Records for the exercise>
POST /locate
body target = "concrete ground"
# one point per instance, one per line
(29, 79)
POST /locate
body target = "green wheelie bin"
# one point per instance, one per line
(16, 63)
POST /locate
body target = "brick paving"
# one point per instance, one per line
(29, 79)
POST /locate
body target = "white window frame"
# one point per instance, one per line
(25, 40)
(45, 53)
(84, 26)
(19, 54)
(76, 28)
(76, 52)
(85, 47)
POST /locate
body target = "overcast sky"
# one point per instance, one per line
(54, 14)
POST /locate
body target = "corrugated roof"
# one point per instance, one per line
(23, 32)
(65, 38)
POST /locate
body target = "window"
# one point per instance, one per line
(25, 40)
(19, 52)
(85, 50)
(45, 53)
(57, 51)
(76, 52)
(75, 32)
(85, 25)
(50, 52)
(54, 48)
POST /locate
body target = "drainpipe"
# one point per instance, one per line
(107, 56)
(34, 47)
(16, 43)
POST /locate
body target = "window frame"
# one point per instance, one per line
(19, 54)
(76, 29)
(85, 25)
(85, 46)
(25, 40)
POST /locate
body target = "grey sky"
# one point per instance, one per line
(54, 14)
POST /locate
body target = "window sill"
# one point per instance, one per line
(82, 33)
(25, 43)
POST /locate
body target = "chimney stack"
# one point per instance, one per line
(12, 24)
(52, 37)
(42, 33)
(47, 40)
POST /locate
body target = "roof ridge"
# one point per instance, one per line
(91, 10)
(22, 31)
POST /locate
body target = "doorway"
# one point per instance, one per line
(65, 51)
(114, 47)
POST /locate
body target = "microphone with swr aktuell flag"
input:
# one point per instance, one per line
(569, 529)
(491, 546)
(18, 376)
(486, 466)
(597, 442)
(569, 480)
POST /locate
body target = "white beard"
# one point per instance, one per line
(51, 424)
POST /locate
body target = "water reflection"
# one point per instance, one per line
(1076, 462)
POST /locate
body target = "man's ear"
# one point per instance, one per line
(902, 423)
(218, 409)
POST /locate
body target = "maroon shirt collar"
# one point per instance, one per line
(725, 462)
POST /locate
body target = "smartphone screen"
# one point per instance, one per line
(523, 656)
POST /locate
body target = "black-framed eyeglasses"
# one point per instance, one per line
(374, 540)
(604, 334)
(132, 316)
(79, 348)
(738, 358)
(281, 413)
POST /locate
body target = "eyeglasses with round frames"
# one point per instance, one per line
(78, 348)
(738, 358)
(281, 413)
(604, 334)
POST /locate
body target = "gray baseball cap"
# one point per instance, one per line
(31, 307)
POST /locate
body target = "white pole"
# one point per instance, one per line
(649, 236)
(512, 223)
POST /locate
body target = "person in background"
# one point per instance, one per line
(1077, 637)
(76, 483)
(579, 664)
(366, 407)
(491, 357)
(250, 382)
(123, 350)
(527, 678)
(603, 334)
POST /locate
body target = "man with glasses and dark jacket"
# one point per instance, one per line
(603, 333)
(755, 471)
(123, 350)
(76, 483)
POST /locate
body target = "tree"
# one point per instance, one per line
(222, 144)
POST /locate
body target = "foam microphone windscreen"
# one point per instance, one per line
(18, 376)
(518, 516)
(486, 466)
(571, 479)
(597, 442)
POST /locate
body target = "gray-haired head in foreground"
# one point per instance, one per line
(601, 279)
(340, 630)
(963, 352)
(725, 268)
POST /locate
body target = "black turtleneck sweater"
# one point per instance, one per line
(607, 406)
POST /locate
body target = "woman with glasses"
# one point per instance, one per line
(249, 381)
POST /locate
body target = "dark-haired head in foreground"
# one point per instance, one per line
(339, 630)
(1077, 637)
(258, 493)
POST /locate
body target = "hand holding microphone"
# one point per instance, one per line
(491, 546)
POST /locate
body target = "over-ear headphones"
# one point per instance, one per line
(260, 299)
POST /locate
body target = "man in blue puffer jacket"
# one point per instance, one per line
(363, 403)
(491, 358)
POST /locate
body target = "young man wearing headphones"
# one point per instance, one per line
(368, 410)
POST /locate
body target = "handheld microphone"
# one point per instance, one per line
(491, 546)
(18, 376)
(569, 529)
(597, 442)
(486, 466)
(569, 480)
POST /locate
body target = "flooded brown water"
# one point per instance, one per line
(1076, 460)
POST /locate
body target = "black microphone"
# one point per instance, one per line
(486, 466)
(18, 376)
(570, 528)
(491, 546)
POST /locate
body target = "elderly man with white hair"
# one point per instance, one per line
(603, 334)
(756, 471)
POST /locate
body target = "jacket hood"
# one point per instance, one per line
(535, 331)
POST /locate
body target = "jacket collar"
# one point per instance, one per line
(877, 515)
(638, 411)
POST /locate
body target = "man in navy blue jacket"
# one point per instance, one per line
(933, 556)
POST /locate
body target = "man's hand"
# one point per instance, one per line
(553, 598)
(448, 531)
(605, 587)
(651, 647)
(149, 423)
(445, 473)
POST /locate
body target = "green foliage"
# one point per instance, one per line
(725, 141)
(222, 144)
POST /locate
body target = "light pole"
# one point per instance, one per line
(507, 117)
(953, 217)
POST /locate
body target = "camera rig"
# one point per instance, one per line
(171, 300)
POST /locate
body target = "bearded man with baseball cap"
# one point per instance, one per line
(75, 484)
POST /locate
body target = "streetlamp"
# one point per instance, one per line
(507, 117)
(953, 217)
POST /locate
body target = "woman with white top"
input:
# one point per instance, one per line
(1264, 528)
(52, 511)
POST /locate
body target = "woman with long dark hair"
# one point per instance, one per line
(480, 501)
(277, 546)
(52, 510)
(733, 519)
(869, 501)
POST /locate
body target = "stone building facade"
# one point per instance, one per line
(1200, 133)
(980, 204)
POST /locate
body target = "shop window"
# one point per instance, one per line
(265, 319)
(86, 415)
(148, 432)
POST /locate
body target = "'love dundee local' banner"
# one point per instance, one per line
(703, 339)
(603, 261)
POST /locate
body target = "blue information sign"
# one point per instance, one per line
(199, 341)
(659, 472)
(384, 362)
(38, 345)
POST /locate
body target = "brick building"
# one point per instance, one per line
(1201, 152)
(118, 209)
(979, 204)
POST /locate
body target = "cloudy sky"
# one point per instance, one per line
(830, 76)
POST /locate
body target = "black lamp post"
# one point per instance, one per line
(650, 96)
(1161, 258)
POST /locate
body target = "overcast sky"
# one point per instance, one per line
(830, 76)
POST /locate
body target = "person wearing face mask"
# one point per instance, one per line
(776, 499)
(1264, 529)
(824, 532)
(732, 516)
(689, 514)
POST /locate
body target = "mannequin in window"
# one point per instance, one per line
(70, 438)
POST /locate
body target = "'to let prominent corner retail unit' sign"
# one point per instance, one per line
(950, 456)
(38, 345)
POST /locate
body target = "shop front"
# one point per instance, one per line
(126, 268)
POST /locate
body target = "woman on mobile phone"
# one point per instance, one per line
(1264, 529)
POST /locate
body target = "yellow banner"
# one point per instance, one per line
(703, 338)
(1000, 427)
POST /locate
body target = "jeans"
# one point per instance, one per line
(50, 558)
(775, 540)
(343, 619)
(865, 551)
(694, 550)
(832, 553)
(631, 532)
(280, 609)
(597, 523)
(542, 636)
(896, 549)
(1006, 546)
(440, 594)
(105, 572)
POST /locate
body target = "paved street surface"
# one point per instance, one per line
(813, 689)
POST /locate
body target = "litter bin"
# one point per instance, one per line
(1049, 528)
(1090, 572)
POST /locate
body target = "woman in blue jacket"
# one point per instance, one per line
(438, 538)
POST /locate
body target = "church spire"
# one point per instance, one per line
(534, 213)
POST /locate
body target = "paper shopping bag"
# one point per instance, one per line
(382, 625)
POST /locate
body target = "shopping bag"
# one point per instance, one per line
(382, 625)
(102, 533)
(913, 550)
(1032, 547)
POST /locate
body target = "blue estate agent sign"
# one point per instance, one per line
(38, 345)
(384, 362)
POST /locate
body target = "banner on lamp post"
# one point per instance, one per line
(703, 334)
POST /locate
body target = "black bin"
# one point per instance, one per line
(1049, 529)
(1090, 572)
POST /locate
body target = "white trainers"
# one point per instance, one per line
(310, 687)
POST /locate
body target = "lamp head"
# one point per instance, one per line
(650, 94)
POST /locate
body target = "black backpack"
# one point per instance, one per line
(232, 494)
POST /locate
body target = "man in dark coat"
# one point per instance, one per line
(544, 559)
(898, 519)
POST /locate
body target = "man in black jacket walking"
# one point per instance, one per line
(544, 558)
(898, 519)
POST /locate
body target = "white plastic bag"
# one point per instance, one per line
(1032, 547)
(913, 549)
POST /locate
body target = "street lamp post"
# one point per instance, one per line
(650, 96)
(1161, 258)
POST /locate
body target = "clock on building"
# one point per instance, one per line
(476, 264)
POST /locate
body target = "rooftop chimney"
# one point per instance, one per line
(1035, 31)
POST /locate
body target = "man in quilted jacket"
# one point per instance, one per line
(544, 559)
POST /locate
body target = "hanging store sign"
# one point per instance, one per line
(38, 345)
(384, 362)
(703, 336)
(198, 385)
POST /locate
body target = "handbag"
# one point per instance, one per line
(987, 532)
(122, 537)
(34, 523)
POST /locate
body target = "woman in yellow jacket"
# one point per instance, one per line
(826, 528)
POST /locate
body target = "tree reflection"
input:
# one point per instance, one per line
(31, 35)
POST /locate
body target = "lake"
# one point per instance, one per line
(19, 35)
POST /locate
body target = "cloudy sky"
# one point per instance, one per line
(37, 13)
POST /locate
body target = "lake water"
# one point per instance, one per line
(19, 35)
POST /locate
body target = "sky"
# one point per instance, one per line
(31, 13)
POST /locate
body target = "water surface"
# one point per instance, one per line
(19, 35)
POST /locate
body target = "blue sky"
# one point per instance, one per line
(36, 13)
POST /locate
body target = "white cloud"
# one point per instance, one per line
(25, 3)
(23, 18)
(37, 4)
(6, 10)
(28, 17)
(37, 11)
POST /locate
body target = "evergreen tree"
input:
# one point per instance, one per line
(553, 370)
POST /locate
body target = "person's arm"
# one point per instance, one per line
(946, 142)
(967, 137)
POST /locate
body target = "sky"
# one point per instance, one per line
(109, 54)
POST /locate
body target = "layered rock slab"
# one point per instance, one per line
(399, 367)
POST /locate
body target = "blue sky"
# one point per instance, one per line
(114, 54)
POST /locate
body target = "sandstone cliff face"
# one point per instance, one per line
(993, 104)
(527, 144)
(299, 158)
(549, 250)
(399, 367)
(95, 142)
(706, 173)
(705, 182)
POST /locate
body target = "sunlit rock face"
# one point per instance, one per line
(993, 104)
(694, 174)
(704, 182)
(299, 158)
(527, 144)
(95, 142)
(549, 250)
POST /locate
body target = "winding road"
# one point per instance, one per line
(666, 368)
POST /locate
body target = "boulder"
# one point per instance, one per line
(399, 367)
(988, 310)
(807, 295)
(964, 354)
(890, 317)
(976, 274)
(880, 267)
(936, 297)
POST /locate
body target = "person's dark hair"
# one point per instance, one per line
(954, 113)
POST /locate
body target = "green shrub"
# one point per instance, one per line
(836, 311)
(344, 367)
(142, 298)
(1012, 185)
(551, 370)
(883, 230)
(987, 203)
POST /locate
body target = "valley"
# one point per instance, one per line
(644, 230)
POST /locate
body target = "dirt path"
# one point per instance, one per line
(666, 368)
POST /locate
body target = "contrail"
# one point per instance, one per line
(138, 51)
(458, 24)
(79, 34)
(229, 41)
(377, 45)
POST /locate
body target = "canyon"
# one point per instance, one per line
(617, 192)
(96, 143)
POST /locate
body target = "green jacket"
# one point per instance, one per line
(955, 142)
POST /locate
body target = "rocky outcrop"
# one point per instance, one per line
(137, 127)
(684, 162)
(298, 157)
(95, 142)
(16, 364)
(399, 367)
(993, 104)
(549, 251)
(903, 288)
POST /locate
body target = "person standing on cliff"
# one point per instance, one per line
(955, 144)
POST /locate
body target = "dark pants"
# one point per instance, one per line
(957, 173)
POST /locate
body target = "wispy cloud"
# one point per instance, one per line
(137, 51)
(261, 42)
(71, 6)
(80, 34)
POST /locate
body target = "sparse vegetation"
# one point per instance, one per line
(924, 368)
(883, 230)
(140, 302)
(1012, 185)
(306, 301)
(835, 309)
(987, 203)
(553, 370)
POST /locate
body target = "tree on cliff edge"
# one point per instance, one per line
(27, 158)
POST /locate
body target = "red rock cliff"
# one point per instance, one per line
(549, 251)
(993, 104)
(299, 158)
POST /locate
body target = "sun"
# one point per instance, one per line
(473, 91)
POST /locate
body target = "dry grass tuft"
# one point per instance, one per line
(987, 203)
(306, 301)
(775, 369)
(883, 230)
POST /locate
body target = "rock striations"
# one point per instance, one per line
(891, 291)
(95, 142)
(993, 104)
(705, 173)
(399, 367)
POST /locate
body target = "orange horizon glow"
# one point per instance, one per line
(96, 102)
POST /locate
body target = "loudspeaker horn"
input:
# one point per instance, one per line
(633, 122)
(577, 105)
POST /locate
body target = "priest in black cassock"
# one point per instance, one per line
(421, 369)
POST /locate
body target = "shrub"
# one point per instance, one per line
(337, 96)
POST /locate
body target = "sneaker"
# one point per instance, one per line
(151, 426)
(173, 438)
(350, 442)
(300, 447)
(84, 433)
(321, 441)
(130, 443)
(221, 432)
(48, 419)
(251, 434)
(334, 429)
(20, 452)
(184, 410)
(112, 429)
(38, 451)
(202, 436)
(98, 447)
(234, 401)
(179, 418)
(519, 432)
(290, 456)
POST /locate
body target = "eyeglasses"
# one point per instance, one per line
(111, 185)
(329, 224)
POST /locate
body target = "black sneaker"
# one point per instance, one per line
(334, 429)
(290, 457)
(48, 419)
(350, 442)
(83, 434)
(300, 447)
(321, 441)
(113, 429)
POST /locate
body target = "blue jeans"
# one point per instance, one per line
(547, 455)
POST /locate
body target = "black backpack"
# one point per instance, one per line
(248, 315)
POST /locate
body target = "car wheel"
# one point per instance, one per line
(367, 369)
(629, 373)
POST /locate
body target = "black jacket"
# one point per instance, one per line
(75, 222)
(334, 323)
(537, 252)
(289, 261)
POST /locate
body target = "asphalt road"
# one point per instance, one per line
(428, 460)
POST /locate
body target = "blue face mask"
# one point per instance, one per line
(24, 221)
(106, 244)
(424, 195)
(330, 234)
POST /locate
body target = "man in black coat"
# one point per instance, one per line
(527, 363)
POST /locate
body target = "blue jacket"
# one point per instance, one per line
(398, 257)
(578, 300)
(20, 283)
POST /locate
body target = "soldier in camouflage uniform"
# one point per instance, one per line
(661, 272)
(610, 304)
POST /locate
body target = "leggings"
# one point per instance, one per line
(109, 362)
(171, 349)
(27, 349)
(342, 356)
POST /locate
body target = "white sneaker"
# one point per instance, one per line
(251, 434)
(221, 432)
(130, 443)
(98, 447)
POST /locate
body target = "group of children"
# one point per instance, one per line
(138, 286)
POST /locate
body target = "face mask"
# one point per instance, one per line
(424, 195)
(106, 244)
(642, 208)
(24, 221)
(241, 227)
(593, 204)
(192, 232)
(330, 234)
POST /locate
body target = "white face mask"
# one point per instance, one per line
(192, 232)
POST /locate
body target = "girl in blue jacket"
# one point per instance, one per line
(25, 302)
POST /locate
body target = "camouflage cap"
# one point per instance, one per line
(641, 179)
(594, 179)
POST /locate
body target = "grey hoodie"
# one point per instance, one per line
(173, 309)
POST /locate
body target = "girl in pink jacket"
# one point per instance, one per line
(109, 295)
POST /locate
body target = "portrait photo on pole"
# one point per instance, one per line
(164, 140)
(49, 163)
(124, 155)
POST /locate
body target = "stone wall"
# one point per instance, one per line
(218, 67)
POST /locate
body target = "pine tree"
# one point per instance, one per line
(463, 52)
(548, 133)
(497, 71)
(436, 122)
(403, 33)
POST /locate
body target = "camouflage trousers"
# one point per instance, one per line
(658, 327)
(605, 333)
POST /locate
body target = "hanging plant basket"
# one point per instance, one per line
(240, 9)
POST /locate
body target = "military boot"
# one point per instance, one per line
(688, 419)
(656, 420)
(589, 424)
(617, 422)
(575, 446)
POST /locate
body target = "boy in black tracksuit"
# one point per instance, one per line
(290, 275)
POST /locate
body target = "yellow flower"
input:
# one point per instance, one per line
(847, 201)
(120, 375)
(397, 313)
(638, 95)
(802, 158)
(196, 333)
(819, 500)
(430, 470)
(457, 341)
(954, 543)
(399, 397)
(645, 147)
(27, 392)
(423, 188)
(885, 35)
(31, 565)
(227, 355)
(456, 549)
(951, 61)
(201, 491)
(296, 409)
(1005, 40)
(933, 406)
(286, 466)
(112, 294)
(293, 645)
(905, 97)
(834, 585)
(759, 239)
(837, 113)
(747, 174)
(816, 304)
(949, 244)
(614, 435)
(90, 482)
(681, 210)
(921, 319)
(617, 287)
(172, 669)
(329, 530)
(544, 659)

Task statement>
Gather each line of the records above that contains the string "shrub".

Finished task>
body target = "green shrub"
body target = "shrub"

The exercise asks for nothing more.